Exercise requirements
Count the lines in the data below that contain the string "awning". Reply with that number only.

Material provided

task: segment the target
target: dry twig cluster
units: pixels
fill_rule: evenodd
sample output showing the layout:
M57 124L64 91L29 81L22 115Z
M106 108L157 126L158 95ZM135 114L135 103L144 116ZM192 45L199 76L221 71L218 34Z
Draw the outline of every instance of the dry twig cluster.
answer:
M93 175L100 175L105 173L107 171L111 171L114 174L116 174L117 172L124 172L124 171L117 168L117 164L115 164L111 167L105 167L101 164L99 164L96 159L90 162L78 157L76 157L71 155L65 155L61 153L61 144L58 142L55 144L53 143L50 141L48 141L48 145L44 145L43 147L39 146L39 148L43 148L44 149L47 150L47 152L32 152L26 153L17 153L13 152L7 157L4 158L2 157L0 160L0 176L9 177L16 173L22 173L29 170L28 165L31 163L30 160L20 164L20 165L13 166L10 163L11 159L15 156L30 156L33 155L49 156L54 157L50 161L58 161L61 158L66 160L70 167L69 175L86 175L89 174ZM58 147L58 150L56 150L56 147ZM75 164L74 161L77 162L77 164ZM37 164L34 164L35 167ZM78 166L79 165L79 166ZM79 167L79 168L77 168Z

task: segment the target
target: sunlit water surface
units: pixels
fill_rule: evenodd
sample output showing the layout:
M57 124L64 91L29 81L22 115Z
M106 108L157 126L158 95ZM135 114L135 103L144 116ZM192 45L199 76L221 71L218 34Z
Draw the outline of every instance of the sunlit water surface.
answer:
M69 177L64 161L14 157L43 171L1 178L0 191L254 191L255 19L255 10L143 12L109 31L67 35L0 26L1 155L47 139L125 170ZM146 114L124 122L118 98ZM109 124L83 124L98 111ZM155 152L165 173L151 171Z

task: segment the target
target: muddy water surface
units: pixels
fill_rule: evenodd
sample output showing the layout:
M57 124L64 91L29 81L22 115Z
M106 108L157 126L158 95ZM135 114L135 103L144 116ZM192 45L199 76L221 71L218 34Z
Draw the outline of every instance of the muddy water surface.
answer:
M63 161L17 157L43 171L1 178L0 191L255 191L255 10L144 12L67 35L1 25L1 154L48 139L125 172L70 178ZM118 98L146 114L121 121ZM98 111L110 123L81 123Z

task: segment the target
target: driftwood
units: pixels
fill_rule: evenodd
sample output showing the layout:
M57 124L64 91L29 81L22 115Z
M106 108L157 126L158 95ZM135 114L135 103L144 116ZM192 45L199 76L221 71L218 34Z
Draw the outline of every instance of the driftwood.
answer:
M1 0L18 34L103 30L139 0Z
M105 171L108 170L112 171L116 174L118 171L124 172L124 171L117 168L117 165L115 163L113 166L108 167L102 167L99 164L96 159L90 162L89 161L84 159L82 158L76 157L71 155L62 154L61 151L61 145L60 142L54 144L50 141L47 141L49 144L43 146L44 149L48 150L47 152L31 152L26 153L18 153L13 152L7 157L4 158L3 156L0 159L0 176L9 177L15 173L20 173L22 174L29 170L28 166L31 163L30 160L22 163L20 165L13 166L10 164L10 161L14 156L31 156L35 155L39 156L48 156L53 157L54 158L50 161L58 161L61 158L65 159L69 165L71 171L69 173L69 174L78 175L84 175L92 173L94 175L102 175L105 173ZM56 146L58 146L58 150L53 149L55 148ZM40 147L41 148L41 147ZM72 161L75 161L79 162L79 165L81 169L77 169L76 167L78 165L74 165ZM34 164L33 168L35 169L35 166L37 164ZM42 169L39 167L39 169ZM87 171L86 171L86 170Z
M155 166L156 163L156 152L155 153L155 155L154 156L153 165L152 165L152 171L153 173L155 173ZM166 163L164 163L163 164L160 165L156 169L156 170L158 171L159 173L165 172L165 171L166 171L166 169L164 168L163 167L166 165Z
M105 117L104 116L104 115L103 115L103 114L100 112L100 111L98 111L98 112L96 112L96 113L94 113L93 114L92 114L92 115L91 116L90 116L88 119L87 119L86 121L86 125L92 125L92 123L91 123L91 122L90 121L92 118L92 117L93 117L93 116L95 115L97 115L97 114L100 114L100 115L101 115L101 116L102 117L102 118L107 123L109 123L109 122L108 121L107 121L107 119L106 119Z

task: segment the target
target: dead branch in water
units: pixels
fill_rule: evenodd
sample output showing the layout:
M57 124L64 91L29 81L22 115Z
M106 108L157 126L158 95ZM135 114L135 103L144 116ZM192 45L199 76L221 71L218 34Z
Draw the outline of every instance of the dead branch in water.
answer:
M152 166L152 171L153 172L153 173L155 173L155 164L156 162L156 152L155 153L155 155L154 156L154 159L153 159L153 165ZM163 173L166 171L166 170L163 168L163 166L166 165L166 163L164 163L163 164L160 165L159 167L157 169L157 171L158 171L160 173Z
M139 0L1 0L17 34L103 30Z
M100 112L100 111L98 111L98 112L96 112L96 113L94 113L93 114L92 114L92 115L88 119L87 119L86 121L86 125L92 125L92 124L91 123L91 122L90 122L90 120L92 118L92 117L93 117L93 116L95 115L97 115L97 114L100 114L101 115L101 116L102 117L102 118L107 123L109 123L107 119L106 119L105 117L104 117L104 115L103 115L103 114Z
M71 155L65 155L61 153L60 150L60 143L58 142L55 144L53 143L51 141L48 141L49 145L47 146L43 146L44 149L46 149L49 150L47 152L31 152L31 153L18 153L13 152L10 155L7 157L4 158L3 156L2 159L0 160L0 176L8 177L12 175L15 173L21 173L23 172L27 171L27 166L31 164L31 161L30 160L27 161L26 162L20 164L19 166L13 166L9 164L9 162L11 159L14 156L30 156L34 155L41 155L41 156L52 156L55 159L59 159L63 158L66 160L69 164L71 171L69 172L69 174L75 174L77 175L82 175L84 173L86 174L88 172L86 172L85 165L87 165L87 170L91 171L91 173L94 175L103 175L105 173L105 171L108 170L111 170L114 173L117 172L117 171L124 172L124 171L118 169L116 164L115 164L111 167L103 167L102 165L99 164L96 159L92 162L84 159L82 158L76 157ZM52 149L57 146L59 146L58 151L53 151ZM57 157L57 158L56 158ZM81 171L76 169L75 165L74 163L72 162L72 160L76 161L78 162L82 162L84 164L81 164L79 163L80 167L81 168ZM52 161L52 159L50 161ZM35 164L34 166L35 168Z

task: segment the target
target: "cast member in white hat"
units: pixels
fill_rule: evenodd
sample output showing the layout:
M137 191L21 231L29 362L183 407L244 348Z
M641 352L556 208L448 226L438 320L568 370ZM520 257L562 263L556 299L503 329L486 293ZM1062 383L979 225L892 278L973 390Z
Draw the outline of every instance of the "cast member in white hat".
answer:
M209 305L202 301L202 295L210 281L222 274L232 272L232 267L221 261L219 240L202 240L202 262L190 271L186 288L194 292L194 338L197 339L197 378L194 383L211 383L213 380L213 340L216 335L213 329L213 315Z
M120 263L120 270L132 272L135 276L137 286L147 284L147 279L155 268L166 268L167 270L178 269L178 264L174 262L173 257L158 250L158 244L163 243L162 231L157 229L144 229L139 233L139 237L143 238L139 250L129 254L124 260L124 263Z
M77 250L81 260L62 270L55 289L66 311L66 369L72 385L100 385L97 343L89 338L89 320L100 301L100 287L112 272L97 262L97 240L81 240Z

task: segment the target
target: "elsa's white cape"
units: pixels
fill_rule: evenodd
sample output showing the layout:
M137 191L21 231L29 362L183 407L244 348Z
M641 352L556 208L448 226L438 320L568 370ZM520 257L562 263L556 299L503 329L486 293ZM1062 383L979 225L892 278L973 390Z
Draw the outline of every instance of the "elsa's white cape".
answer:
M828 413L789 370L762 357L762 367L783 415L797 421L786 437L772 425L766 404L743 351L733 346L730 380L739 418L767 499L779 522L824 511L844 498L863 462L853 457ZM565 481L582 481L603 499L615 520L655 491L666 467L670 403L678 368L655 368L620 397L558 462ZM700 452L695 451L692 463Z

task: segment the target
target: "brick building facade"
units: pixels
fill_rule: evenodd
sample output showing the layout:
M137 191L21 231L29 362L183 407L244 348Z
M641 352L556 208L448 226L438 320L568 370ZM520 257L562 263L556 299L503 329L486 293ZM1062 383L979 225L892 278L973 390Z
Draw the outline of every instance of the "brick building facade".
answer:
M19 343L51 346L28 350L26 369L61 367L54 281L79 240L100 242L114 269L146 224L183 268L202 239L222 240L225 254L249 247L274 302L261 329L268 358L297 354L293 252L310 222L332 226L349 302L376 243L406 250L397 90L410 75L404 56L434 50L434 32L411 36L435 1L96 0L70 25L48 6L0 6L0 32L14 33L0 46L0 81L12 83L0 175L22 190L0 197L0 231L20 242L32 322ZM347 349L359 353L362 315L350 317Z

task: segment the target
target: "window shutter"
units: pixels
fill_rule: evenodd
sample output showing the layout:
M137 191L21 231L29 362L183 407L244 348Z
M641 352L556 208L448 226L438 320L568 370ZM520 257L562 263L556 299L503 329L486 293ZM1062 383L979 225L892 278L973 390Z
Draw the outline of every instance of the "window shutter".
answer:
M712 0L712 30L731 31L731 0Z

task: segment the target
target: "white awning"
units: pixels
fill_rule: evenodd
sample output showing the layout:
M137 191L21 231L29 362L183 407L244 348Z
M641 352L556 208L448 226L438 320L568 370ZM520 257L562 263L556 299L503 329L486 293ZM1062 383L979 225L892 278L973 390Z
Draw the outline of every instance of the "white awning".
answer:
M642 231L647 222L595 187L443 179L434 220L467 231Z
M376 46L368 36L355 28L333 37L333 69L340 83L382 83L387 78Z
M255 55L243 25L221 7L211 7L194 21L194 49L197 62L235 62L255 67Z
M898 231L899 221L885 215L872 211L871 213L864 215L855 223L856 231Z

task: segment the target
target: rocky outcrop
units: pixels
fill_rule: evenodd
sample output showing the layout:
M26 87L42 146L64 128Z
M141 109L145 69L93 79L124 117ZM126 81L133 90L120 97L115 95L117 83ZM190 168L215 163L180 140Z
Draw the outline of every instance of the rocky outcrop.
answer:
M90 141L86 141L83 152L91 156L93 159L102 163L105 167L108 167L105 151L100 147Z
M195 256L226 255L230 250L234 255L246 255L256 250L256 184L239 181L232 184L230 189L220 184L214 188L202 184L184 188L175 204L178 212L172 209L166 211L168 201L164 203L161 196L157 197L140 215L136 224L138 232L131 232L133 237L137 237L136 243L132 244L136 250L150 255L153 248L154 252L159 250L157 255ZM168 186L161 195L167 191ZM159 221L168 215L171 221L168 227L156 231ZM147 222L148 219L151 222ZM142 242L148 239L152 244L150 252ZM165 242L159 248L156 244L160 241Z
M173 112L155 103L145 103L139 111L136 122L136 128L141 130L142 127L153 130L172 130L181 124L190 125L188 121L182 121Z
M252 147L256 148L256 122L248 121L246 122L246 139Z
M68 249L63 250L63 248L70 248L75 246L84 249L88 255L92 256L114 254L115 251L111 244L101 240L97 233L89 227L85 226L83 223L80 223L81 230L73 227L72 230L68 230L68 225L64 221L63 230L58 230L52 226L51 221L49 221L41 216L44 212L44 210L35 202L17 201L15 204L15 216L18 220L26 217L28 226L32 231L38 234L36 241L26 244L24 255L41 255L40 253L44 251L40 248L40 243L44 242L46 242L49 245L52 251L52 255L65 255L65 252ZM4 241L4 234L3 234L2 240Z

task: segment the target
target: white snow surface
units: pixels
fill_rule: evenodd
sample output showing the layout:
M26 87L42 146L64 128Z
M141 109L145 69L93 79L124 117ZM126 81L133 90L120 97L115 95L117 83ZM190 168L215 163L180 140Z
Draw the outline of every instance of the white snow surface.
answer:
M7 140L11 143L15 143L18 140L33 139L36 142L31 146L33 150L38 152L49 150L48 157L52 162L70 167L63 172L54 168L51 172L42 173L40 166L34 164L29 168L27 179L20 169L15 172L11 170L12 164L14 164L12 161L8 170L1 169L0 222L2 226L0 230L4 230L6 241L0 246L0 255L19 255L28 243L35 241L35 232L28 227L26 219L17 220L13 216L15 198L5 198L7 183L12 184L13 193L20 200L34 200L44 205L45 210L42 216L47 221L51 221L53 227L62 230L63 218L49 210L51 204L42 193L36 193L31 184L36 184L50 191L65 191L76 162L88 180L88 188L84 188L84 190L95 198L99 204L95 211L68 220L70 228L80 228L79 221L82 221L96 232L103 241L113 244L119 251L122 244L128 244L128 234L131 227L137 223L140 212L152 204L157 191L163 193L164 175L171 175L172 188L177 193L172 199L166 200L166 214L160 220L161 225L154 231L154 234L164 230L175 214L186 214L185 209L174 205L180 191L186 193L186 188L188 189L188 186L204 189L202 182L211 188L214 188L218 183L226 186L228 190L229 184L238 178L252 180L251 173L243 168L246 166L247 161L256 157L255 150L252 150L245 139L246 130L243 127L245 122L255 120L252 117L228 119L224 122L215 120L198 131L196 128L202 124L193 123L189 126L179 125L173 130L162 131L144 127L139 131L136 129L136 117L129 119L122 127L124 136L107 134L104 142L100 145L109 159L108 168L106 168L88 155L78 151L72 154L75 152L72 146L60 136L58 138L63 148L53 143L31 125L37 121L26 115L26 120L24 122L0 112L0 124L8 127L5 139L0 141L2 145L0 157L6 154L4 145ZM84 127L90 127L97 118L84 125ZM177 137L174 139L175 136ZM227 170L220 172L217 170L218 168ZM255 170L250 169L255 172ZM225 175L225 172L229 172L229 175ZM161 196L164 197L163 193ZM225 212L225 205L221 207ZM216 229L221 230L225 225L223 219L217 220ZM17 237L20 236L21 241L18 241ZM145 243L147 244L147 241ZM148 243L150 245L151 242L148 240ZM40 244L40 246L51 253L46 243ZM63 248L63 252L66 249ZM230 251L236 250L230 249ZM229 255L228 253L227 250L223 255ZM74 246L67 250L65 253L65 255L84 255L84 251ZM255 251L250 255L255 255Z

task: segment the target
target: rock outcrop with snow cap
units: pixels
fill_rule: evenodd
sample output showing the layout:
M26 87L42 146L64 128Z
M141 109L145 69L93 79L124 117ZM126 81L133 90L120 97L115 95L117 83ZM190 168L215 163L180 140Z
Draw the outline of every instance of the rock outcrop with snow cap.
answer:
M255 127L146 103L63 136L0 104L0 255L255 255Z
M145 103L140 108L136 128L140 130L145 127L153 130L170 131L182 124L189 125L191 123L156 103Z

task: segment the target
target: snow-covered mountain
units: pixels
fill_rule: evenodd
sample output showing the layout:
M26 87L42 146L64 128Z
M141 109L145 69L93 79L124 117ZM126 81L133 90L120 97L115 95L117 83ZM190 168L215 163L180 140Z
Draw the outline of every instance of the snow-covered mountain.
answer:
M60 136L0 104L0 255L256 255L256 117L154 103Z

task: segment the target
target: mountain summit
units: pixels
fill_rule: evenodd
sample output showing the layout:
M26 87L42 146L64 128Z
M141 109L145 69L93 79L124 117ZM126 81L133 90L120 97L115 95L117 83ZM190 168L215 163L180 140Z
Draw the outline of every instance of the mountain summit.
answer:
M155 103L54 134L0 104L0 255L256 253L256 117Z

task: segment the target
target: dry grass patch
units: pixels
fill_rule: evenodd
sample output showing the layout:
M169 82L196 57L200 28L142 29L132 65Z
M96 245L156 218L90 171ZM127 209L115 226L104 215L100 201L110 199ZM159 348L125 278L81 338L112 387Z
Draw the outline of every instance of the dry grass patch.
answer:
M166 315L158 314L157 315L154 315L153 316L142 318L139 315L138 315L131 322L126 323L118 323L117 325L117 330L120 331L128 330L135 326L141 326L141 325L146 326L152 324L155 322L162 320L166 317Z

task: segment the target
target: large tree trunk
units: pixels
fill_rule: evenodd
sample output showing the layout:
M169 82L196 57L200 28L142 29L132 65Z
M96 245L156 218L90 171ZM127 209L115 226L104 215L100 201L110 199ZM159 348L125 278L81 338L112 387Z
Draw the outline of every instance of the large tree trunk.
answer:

Right answer
2